*Objective:* Copy every line of the material below without dropping any, and add 114 to each bounding box coordinate value.

━━━━━━━━━━

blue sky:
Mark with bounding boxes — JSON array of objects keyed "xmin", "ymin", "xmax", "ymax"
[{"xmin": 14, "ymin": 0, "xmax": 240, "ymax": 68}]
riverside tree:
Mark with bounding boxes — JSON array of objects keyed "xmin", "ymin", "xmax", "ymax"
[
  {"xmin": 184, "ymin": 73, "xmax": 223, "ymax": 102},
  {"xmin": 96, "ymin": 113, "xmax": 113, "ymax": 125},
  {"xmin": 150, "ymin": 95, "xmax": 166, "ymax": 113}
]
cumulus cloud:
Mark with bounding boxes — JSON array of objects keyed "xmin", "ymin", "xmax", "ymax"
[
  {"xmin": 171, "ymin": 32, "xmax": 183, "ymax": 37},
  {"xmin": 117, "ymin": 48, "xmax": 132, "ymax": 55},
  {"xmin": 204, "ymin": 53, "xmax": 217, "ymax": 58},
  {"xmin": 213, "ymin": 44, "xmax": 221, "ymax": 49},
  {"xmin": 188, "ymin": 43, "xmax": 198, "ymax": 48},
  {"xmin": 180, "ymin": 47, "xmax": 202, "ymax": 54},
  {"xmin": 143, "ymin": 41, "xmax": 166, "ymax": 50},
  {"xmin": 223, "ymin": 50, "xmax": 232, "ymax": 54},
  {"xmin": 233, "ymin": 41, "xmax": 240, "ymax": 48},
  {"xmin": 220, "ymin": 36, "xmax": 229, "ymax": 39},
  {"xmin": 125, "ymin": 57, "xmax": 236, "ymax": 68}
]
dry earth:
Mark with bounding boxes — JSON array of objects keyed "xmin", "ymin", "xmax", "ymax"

━━━━━━━━━━

*Response to this exercise:*
blue sky:
Mark with bounding boxes — JSON array of objects keyed "xmin", "ymin", "xmax", "ymax"
[{"xmin": 128, "ymin": 114, "xmax": 354, "ymax": 182}]
riverside tree:
Mark with bounding boxes — JSON array of objects keyed "xmin", "ymin", "xmax", "ymax"
[
  {"xmin": 298, "ymin": 187, "xmax": 337, "ymax": 216},
  {"xmin": 210, "ymin": 227, "xmax": 227, "ymax": 239},
  {"xmin": 264, "ymin": 209, "xmax": 280, "ymax": 227}
]
cumulus cloud:
Mark with bounding boxes — JSON array of objects keyed "xmin", "ymin", "xmax", "ymax"
[
  {"xmin": 285, "ymin": 146, "xmax": 297, "ymax": 151},
  {"xmin": 231, "ymin": 162, "xmax": 246, "ymax": 169},
  {"xmin": 318, "ymin": 167, "xmax": 331, "ymax": 172},
  {"xmin": 327, "ymin": 158, "xmax": 335, "ymax": 163},
  {"xmin": 302, "ymin": 157, "xmax": 312, "ymax": 162},
  {"xmin": 294, "ymin": 161, "xmax": 316, "ymax": 168},
  {"xmin": 257, "ymin": 155, "xmax": 280, "ymax": 164},
  {"xmin": 337, "ymin": 164, "xmax": 346, "ymax": 168},
  {"xmin": 347, "ymin": 155, "xmax": 354, "ymax": 162},
  {"xmin": 334, "ymin": 150, "xmax": 343, "ymax": 153},
  {"xmin": 239, "ymin": 171, "xmax": 350, "ymax": 182}
]
dry earth:
Mark with bounding boxes — JSON array of objects keyed "xmin", "ymin", "xmax", "ymax"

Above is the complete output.